• Records for the exercise:

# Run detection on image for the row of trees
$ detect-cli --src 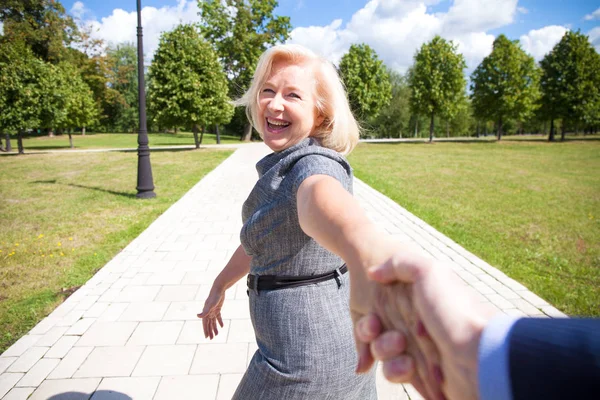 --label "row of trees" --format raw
[0,0,600,153]
[340,31,600,140]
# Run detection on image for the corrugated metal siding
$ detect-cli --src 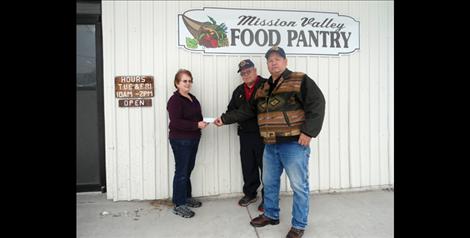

• Problem:
Please copy out the rows word for word, starting at the line that contains "# Run detection on image for the corrugated" and ending at the last row above, both included. Leave the pictures out of your answer.

• Output for this exercise:
# Run detection on image for the corrugated metal siding
$ detect-cli --src 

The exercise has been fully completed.